BEGIN Provided entries

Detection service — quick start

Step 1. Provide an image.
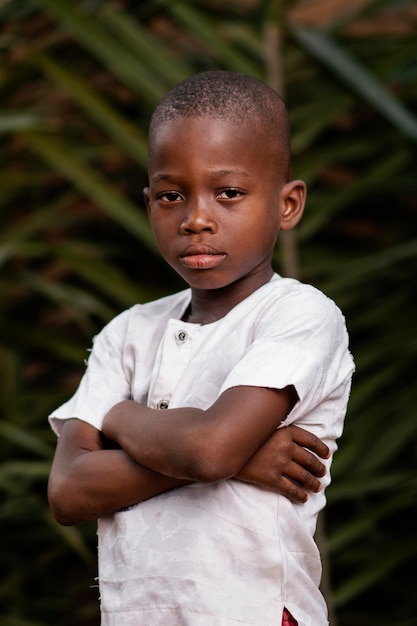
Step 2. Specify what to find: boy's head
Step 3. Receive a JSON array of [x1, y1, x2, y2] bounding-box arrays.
[[144, 72, 305, 297], [149, 71, 291, 181]]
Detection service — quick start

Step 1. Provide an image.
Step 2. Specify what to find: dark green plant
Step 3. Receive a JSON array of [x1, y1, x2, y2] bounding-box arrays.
[[0, 0, 417, 626]]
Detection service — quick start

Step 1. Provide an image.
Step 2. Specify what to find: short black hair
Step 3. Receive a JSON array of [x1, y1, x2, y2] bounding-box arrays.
[[149, 70, 291, 180]]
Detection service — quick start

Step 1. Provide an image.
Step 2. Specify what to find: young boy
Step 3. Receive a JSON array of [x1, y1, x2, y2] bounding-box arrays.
[[49, 72, 353, 626]]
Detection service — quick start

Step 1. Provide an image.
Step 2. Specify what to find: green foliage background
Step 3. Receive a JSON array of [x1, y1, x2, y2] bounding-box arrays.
[[0, 0, 417, 626]]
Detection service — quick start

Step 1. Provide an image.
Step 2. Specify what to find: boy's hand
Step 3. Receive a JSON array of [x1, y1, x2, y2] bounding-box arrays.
[[235, 426, 330, 503]]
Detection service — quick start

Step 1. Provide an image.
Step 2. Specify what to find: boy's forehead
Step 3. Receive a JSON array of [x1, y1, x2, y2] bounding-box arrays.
[[148, 116, 286, 181], [149, 115, 262, 150]]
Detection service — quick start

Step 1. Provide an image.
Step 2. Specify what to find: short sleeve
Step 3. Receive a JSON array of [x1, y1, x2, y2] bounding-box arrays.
[[49, 311, 131, 435]]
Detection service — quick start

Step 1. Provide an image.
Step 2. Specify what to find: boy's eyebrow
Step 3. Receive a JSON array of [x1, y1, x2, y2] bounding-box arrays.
[[151, 170, 250, 183]]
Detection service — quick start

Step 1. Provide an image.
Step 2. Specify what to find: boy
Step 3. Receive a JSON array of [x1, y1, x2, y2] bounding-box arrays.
[[49, 72, 353, 626]]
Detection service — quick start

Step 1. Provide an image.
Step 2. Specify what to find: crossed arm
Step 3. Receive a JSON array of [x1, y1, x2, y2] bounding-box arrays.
[[48, 387, 329, 525]]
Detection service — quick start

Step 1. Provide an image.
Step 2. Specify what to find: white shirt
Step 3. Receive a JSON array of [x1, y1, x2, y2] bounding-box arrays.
[[50, 275, 353, 626]]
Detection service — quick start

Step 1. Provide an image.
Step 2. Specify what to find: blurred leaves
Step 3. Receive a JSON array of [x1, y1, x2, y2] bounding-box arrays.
[[0, 0, 417, 626]]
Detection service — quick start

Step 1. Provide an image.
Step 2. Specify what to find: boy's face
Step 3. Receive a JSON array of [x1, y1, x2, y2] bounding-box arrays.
[[144, 117, 305, 290]]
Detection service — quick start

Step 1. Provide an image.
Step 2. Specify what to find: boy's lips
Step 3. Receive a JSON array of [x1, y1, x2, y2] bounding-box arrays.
[[180, 245, 226, 270]]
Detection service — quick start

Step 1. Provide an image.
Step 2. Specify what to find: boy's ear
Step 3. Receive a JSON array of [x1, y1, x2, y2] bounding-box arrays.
[[143, 187, 151, 215], [281, 180, 307, 230]]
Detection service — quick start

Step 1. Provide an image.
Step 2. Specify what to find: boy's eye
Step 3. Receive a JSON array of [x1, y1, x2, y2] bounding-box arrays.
[[158, 191, 182, 202], [217, 188, 243, 200]]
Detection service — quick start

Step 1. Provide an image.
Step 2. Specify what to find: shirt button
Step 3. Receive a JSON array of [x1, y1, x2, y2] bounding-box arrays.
[[175, 330, 188, 343]]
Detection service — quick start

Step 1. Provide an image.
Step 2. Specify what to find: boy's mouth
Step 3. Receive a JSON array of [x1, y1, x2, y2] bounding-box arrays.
[[180, 245, 226, 270]]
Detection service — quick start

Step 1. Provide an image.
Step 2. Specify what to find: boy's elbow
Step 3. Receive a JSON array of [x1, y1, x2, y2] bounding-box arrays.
[[181, 441, 240, 483], [48, 479, 83, 526]]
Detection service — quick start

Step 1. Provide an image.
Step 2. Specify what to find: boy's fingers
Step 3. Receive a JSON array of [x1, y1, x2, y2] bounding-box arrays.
[[291, 448, 326, 478]]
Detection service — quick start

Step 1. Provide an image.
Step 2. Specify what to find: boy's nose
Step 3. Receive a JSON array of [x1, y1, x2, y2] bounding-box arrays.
[[180, 204, 217, 235]]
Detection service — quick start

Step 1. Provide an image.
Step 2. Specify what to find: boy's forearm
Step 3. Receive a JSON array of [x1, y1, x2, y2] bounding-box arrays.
[[48, 442, 186, 525], [102, 400, 203, 480], [102, 386, 296, 482]]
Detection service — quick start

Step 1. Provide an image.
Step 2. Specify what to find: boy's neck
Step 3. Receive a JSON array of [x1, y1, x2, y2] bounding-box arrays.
[[182, 268, 273, 324]]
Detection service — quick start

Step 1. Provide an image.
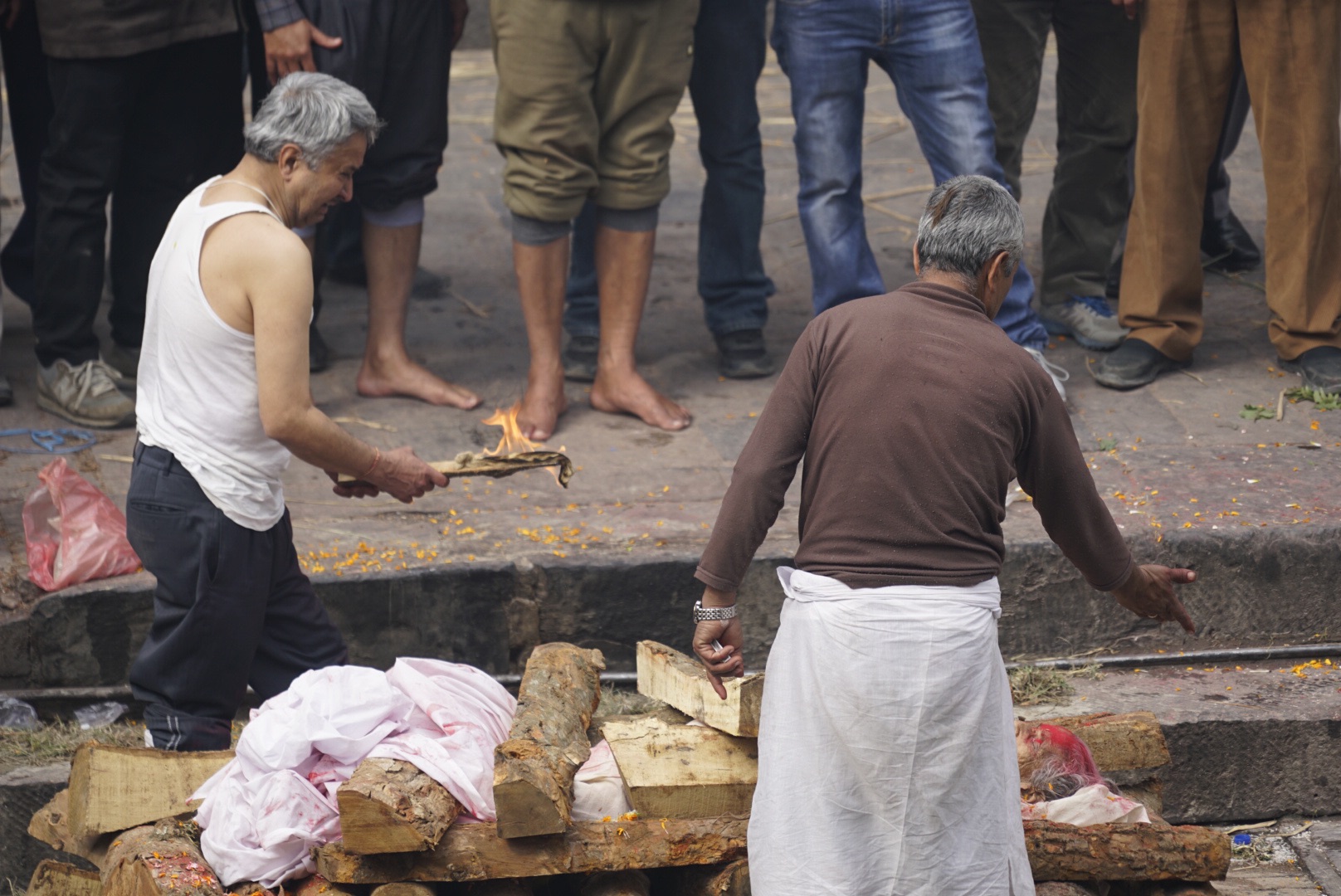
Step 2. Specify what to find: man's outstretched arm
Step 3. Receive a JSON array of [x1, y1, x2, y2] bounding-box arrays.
[[693, 324, 818, 699], [241, 232, 446, 503], [1015, 381, 1196, 635]]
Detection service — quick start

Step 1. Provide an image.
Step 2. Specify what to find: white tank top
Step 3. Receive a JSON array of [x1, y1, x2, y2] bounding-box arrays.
[[135, 177, 291, 531]]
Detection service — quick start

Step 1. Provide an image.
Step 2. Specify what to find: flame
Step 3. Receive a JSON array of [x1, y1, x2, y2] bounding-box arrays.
[[484, 402, 544, 457]]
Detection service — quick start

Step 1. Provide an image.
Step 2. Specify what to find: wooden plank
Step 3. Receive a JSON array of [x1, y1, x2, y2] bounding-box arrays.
[[28, 859, 102, 896], [494, 642, 605, 838], [68, 742, 233, 840], [316, 816, 749, 884], [28, 789, 111, 866], [1039, 713, 1171, 772], [638, 641, 763, 738], [102, 818, 224, 896], [601, 718, 759, 818], [335, 759, 461, 855], [1025, 821, 1230, 881]]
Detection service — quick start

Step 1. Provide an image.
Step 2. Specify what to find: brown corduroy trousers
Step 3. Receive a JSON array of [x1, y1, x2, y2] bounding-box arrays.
[[1119, 0, 1341, 361]]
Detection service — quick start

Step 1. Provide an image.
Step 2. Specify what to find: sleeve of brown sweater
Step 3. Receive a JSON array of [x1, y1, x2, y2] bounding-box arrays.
[[1015, 389, 1134, 592], [695, 322, 818, 592]]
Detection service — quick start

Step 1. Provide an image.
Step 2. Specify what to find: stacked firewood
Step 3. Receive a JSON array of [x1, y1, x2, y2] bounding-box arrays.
[[21, 641, 1230, 896]]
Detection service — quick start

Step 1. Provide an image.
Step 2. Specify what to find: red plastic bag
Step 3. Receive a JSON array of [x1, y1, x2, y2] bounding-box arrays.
[[22, 457, 139, 592]]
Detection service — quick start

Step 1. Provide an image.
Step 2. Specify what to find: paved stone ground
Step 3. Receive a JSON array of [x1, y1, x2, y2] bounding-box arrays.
[[0, 50, 1341, 651]]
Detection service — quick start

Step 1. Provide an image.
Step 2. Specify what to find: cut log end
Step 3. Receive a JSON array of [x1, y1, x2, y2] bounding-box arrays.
[[494, 775, 573, 840], [27, 859, 102, 896]]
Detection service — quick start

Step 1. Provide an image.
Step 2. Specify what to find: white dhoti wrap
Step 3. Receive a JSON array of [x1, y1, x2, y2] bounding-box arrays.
[[749, 567, 1034, 896]]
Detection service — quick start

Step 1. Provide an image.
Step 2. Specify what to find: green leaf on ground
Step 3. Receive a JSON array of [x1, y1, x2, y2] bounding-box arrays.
[[1285, 387, 1341, 411]]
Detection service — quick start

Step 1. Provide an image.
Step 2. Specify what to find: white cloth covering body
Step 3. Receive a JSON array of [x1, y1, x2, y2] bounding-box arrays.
[[194, 659, 516, 889], [135, 177, 290, 533], [1019, 785, 1151, 825], [749, 567, 1034, 896]]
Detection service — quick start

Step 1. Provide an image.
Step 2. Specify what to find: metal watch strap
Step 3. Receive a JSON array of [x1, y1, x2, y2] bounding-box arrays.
[[693, 601, 736, 622]]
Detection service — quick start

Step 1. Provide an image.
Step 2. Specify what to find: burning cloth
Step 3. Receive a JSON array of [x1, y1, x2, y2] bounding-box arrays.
[[749, 567, 1034, 896]]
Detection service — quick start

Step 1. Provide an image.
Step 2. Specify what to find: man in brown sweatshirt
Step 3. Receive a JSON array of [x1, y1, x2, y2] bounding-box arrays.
[[695, 176, 1195, 896]]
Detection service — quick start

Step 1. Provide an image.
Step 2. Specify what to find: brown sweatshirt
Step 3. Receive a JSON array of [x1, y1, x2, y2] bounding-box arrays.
[[696, 283, 1132, 592]]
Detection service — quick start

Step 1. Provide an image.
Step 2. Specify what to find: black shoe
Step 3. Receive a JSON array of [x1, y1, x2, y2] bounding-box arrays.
[[1202, 212, 1262, 274], [1090, 338, 1191, 389], [1280, 345, 1341, 394], [307, 324, 331, 373], [714, 330, 777, 380], [563, 337, 601, 382]]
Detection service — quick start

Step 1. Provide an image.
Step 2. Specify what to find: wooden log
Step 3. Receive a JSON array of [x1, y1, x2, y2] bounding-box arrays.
[[335, 759, 461, 855], [28, 789, 111, 866], [316, 816, 749, 884], [638, 641, 763, 738], [290, 874, 362, 896], [28, 859, 102, 896], [102, 818, 224, 896], [367, 880, 437, 896], [601, 718, 759, 818], [1039, 713, 1171, 774], [494, 642, 605, 838], [1025, 821, 1230, 881], [675, 859, 749, 896], [68, 742, 233, 840]]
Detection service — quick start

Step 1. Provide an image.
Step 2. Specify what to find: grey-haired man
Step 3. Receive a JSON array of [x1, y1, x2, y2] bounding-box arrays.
[[126, 72, 446, 750], [693, 176, 1195, 896]]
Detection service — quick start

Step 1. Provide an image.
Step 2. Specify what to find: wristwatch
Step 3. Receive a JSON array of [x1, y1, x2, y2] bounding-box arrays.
[[693, 601, 736, 624]]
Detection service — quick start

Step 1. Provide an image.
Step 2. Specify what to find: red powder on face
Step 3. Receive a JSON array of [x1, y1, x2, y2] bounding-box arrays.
[[1038, 724, 1104, 785]]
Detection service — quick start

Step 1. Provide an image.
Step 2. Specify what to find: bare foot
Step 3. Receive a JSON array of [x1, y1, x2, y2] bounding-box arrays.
[[592, 368, 693, 432], [357, 357, 480, 411], [516, 368, 568, 441]]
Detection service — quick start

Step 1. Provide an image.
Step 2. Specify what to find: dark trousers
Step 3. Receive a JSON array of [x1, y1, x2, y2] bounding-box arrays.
[[1202, 61, 1252, 222], [32, 33, 242, 365], [973, 0, 1140, 304], [0, 2, 52, 304], [126, 446, 349, 750], [563, 0, 777, 335]]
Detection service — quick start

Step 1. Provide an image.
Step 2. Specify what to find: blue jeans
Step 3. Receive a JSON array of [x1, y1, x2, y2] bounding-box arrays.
[[773, 0, 1047, 348], [563, 0, 777, 335]]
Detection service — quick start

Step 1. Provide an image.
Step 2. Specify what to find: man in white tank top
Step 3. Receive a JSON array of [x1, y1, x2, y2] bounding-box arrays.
[[126, 72, 446, 750]]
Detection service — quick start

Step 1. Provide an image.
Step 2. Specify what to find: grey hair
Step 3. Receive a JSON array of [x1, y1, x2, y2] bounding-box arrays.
[[242, 71, 385, 170], [917, 174, 1025, 282]]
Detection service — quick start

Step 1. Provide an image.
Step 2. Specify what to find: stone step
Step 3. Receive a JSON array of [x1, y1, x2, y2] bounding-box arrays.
[[0, 509, 1341, 688]]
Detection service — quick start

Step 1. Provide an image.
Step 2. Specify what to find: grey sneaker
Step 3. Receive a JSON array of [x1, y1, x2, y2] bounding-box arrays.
[[1025, 348, 1071, 401], [102, 342, 139, 389], [1038, 295, 1129, 352], [37, 358, 135, 429]]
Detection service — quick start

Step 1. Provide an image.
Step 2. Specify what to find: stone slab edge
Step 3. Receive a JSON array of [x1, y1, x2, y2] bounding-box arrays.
[[0, 528, 1341, 688]]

END Provided entries

Please format the entries from their first line through the line holding "[[144, 72, 305, 297], [149, 71, 291, 181]]", inclusive, as a numbered list. Skip blank lines and leave the pictures out of the answer.

[Answer to this task]
1. Detection service — quick start
2. Step 1. Provide an image.
3. Step 2. Specify what to find: boy's head
4. Step 3. Receive a JSON array of [x1, y1, x2, y2] bounding-box arrays.
5. [[144, 72, 305, 297], [149, 71, 291, 181]]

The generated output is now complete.